ASSIGNMENT
If anything in the data looks odd, keep it anyway and write the whole listing out unchanged.

----------------------------------------

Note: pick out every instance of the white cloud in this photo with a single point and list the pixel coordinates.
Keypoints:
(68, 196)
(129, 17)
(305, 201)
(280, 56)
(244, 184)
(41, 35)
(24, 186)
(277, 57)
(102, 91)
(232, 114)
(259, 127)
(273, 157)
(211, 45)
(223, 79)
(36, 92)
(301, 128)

----------------------------------------

OUTPUT
Note: pick out every instance of the white cloud in this photo with a single point and list the pixel coordinates.
Keypoints:
(68, 196)
(129, 17)
(305, 201)
(280, 56)
(244, 184)
(41, 35)
(24, 186)
(277, 57)
(102, 91)
(232, 114)
(259, 127)
(273, 157)
(211, 45)
(223, 79)
(36, 92)
(301, 128)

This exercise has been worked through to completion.